[Saved entries]
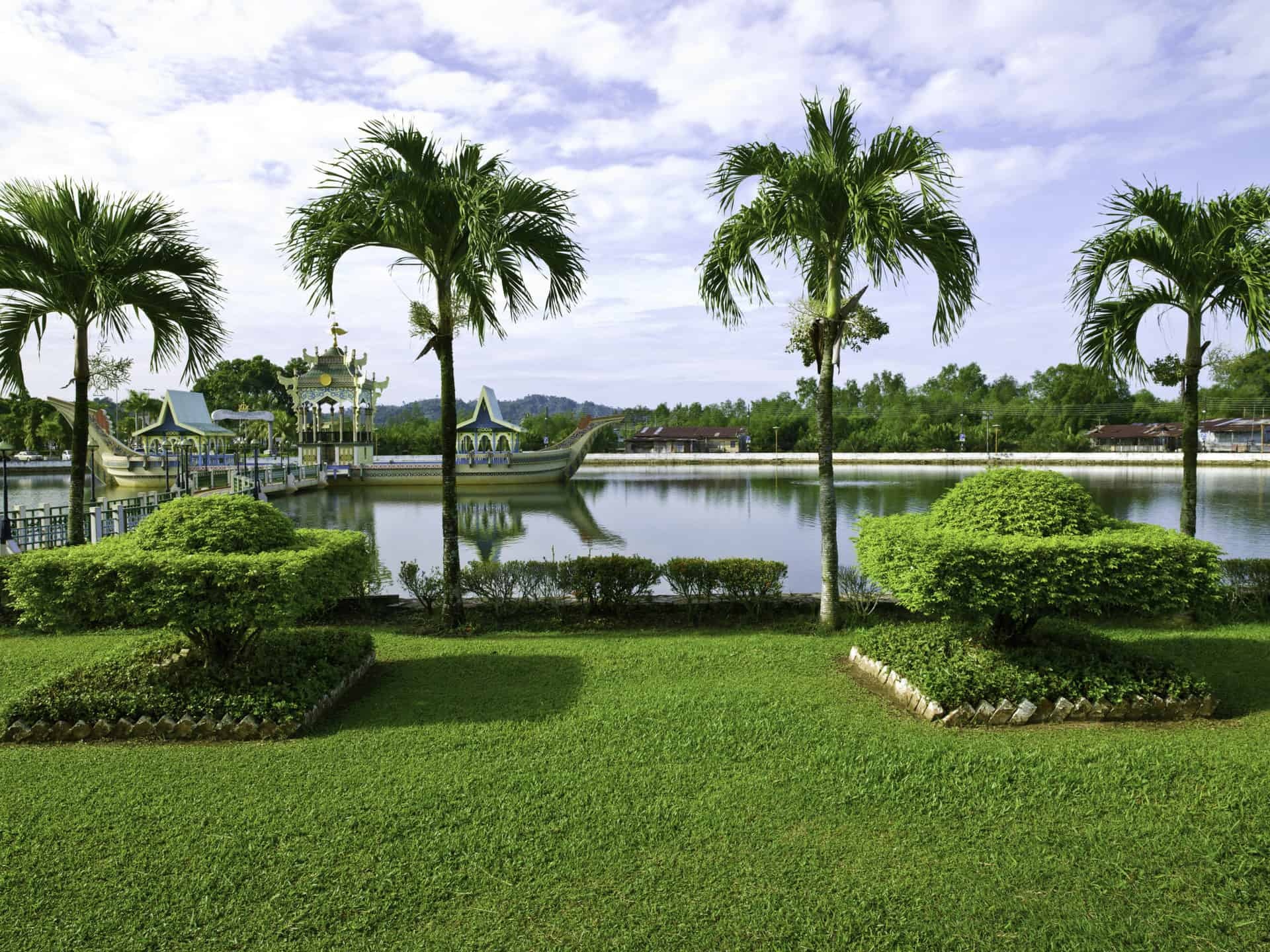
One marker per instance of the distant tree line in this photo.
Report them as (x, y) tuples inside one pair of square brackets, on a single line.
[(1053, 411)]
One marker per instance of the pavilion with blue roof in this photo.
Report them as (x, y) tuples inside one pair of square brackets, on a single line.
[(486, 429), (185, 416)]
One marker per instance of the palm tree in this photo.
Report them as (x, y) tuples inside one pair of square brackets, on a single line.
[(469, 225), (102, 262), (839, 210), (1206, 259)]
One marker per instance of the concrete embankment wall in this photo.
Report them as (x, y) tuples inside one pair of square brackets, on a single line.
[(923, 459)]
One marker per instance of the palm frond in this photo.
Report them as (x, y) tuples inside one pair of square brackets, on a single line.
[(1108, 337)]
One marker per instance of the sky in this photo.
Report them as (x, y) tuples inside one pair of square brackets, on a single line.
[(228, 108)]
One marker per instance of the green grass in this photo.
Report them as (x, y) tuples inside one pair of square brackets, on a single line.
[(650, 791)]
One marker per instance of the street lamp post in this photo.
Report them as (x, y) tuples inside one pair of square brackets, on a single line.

---

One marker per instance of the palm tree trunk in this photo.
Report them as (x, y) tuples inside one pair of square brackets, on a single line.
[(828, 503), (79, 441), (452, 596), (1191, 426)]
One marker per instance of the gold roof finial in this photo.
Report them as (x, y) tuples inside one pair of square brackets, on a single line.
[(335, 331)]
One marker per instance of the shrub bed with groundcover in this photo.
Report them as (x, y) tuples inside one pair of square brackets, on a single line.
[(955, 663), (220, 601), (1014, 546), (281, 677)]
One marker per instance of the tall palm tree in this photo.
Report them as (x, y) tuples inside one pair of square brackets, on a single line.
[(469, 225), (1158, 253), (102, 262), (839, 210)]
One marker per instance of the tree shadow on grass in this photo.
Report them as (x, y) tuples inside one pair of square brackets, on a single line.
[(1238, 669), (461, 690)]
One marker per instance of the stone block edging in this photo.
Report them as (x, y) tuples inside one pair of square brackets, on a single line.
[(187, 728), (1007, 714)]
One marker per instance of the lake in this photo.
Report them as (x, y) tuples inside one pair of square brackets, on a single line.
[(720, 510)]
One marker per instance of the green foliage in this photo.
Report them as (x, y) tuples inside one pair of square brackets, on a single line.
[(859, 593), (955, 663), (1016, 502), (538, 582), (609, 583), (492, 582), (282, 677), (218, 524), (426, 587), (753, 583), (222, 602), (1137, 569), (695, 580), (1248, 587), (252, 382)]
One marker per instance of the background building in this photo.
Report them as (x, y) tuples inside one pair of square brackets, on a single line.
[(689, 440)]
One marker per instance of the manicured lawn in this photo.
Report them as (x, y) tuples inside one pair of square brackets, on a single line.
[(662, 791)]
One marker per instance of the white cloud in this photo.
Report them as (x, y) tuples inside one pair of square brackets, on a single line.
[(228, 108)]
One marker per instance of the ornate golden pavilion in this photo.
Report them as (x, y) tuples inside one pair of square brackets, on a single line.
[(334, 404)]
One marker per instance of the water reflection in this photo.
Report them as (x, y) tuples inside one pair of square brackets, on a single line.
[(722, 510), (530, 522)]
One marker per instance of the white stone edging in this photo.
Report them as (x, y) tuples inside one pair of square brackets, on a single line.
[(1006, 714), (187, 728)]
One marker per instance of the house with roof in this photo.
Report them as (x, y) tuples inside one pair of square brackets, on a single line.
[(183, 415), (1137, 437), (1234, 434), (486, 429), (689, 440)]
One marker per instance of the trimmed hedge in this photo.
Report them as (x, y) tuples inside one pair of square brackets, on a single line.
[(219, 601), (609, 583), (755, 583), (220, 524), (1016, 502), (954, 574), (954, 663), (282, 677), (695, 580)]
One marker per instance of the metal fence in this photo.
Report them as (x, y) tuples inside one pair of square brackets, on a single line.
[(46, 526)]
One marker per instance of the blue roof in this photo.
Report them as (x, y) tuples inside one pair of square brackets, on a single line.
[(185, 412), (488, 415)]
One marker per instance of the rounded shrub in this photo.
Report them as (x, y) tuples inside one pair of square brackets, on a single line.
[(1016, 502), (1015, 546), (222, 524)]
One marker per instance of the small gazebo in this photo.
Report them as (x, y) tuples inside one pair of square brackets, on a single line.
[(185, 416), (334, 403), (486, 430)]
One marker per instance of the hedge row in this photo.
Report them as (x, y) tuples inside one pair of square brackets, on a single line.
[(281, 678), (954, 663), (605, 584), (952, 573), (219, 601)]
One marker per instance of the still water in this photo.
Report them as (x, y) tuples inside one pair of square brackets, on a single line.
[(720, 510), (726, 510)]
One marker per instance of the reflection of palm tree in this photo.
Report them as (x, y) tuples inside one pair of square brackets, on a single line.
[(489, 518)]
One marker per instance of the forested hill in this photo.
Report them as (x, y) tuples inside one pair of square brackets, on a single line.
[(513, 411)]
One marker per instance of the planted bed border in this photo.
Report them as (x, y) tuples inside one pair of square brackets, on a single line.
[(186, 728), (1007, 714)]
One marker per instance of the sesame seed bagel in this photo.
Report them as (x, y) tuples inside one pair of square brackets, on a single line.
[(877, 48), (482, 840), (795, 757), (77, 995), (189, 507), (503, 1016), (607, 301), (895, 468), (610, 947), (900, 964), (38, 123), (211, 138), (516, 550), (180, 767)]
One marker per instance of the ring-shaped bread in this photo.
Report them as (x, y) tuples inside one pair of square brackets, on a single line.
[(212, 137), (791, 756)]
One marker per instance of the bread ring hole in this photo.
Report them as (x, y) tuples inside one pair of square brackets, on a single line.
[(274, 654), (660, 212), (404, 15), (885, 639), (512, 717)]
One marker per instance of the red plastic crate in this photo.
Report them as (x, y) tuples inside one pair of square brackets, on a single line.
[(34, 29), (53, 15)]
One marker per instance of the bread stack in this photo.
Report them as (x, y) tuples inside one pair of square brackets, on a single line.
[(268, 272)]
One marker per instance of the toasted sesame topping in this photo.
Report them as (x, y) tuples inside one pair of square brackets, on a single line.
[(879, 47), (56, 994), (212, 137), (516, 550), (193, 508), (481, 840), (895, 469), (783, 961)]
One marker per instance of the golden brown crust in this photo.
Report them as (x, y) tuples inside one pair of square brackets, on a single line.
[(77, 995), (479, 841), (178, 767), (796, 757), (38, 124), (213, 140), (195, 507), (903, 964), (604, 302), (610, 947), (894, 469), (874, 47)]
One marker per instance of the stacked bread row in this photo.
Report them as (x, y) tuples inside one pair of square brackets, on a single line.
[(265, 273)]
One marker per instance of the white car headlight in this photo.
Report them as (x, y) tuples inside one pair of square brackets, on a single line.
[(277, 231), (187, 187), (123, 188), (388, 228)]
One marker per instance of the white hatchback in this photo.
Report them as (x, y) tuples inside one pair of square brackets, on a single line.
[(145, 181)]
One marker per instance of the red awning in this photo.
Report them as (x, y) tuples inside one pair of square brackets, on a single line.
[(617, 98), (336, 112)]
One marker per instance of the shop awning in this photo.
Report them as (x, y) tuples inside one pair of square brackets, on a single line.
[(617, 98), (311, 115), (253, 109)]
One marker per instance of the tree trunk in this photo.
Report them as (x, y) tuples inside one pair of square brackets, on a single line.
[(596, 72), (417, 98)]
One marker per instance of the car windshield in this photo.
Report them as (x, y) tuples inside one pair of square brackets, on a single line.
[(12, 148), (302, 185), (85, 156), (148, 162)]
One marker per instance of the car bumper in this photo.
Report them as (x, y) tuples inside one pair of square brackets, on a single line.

==

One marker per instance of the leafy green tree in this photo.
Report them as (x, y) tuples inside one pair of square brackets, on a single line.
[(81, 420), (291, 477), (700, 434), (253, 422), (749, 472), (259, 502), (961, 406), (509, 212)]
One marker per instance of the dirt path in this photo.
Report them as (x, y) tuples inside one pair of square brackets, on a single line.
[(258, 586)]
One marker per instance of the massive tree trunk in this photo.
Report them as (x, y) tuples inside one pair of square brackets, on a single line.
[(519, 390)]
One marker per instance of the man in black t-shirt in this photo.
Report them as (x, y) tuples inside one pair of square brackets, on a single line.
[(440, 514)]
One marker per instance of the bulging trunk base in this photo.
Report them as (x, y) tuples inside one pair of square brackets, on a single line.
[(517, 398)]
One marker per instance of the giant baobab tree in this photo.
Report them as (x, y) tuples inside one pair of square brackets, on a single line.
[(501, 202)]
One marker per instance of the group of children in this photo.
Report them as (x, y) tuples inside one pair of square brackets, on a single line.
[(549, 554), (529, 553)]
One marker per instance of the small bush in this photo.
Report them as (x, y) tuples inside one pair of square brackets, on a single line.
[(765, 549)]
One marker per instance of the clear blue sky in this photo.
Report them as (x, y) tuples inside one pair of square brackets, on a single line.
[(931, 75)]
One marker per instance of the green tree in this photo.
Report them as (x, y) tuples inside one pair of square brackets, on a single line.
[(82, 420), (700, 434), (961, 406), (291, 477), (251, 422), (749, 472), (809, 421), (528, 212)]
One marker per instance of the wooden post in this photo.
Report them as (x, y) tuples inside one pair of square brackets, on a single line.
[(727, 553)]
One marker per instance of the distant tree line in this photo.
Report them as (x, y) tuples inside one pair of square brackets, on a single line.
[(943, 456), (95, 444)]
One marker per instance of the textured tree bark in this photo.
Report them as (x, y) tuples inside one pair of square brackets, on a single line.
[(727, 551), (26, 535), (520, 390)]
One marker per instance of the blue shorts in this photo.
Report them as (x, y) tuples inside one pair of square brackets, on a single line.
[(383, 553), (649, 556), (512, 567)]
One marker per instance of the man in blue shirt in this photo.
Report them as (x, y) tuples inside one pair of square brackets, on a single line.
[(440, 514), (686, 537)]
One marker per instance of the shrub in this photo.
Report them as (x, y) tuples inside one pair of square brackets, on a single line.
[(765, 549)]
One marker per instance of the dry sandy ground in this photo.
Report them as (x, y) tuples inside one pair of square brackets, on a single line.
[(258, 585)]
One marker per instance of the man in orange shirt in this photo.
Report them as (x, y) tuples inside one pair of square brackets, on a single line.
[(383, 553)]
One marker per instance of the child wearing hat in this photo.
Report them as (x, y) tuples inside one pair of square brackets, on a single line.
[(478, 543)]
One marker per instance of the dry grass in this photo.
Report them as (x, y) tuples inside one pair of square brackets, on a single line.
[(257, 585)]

**Problem description:** Where does the string "palm" appear in the records above? Return every line that holds it.

**Result of the task:**
One marker per instance of the palm tree in this photo.
One marker per instance of the palm frond in this photo.
One marker per instance of the palm tree trunk in this photo.
One marker per instance of the tall palm tree in this photo.
One marker per instance of the reflection of palm tree in this photo.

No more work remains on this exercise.